---------- RECORDS TO USE ----------

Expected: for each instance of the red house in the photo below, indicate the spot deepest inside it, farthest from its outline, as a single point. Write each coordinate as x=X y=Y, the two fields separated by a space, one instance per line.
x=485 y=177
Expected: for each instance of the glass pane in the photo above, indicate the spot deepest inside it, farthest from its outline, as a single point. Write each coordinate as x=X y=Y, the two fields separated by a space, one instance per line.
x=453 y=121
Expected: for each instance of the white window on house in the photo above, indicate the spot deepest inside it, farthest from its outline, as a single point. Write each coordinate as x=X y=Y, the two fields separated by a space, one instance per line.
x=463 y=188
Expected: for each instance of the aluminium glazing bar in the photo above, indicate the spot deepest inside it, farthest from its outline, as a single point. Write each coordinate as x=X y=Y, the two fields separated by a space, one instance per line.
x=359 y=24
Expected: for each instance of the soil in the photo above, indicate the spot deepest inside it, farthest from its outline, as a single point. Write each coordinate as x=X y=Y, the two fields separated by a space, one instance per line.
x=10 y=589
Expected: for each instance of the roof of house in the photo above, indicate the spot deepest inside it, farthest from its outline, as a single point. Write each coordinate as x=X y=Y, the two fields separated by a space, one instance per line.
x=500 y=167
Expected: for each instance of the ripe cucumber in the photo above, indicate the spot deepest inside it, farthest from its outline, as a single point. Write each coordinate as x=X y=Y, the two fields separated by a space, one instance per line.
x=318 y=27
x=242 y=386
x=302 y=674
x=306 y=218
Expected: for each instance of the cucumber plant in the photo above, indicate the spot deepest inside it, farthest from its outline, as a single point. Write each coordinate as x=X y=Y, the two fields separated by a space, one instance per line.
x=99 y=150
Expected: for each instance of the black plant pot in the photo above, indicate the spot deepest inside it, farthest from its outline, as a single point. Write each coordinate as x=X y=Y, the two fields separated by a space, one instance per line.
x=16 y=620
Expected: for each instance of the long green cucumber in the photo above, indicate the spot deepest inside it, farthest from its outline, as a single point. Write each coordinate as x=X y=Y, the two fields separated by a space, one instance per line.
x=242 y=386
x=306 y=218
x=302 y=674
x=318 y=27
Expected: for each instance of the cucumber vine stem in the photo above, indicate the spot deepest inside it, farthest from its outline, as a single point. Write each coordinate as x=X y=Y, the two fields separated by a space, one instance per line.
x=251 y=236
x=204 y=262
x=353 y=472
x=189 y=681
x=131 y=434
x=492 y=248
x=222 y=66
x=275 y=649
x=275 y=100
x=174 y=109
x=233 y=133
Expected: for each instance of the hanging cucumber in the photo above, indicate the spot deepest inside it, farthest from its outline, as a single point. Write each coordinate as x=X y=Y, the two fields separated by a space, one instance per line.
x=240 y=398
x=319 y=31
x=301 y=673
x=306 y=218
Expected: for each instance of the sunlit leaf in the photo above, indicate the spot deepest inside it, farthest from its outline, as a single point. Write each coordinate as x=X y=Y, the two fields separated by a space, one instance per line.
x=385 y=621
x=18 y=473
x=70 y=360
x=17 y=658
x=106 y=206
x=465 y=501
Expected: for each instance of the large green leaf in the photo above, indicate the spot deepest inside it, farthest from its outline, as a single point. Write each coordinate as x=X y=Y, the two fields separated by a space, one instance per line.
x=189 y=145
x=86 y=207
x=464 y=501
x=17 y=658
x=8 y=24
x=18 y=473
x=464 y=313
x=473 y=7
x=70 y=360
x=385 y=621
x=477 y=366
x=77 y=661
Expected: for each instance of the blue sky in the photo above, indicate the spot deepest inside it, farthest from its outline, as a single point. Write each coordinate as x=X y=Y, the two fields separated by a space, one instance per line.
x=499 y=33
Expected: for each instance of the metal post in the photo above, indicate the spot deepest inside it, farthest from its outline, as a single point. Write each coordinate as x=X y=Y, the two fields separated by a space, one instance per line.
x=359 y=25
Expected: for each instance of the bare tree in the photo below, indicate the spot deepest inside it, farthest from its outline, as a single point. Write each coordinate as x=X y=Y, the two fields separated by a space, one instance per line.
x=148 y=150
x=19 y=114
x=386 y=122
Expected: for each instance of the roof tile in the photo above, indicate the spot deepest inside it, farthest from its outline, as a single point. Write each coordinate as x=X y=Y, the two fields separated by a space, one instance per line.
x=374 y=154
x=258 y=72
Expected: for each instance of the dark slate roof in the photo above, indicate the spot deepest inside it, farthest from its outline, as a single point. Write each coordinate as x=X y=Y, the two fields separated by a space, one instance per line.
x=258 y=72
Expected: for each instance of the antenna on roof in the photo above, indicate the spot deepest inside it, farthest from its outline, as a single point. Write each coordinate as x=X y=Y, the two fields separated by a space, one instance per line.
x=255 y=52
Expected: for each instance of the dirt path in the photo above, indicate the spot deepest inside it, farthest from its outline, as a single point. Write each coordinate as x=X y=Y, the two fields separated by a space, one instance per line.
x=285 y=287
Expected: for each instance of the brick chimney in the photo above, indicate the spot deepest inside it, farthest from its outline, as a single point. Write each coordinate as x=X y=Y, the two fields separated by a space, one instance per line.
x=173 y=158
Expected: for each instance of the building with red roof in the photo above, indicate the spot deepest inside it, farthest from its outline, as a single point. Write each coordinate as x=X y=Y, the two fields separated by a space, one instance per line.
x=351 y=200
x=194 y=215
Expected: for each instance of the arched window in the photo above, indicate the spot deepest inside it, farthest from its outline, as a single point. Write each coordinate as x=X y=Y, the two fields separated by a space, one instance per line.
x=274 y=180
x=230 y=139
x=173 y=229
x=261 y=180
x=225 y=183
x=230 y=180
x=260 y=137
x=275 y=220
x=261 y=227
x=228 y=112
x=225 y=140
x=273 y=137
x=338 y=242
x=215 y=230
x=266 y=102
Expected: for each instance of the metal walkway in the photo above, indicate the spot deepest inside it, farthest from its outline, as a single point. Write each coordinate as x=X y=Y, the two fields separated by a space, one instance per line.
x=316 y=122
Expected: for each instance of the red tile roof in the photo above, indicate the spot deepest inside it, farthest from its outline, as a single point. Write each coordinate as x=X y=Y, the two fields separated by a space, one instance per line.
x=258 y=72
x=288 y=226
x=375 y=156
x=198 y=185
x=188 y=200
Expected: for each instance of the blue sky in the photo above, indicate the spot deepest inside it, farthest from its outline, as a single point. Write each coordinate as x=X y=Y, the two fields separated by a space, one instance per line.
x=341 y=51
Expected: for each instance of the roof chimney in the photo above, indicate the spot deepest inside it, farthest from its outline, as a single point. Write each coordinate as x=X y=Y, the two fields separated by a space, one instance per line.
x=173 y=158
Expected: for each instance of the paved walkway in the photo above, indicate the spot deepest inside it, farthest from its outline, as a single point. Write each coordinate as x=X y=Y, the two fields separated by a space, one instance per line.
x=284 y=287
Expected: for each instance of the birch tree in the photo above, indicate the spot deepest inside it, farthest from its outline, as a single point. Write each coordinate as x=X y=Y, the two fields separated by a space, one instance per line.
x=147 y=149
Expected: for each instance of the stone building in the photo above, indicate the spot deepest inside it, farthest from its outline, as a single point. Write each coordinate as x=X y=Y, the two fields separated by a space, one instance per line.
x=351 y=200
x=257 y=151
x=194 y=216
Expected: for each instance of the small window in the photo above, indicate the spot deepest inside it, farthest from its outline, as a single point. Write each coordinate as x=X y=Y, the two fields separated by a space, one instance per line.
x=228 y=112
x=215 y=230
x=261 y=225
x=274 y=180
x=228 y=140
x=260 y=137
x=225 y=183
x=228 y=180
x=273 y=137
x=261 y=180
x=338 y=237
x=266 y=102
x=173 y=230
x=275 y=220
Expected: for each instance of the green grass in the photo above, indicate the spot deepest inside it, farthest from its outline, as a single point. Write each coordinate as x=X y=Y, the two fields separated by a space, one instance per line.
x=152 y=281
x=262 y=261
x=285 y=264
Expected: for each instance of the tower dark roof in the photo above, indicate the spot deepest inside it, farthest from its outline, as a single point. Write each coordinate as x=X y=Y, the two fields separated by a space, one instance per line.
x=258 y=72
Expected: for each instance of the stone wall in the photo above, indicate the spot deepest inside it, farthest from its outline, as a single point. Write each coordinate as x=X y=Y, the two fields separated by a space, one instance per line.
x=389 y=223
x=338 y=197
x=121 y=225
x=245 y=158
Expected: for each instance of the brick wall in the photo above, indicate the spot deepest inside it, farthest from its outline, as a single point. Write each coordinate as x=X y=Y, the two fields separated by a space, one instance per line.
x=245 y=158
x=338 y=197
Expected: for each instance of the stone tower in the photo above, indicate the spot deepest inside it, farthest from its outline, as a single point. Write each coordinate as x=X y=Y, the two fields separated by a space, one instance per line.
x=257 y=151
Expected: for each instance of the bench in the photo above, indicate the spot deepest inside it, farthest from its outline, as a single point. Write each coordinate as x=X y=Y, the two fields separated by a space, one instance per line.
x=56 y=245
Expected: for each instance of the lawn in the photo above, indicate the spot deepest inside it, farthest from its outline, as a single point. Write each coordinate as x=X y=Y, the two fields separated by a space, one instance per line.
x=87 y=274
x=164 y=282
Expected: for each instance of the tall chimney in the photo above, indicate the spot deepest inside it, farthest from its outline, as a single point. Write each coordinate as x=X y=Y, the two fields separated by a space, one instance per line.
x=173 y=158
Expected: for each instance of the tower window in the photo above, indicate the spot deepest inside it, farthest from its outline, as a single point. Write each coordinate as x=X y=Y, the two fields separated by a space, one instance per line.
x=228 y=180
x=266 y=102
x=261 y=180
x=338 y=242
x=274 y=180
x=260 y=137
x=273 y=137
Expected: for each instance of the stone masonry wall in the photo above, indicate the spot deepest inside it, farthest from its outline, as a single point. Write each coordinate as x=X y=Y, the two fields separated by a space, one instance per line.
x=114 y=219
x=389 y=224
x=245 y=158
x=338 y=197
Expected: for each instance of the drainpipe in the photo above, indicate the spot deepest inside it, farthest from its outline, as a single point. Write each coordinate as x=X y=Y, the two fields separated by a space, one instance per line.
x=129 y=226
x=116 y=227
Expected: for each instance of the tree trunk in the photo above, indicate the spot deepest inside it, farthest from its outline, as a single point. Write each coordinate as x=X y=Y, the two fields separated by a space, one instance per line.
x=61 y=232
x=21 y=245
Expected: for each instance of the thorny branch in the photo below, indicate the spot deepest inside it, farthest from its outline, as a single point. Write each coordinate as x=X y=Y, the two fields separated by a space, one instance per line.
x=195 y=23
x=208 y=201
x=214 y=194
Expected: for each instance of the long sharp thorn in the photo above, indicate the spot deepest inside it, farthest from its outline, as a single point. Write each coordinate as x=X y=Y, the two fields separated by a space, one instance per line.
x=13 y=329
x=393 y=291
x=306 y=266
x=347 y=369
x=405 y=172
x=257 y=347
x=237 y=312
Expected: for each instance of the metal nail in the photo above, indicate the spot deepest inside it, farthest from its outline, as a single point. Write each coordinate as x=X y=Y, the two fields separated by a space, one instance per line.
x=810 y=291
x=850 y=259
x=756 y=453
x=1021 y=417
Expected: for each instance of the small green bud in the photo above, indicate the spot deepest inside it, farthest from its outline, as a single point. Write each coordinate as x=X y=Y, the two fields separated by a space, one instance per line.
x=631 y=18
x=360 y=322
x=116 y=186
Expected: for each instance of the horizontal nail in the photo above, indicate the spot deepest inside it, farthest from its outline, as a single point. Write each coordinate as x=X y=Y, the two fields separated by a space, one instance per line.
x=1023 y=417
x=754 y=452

----------

• [TASK STATEMENT]
Present every line from the beginning of the records through the line containing "x=500 y=167" as a numbered list, omitting any blank lines.

• [PROBLEM SOLUTION]
1. Expected: for each instance of the red house in the photo below, indicate the spot deepest inside it, farthest from its outline, as a single point. Write each coordinate as x=X y=Y, the two fields separated by a space, one instance per line.
2. x=485 y=177
3. Expected: for each instance of the glass pane in the photo above, indicate the spot deepest inside it, farthest from its outline, as a single point. Write each coordinate as x=X y=Y, the two fields separated by a space, one instance per line.
4. x=453 y=121
5. Expected: for each instance of the white window on house in the photo above, indicate the spot deepest inside it, farthest from its outline, as a single point. Write each coordinate as x=X y=Y, the two fields separated by a space, one instance per line.
6. x=463 y=188
7. Expected: for each instance of the aluminium glazing bar in the photo above, indicate the spot deepest inside it, farthest from its outline, as a single point. Write each coordinate as x=X y=Y, the two fields separated by a space, one instance per line.
8. x=359 y=24
9. Expected: for each instance of the soil in the photo above, indicate the spot deepest inside it, farthest from its outline, as a single point. Write each coordinate as x=X y=Y, the two fields separated by a space, one instance per line.
10. x=10 y=589
11. Expected: for each instance of the roof of house in the photo above, indicate the spot deepest inside it, farthest from its outline, as a single point. Write each coordinate as x=X y=Y, the two fields separated by a space, one instance per line.
12. x=500 y=167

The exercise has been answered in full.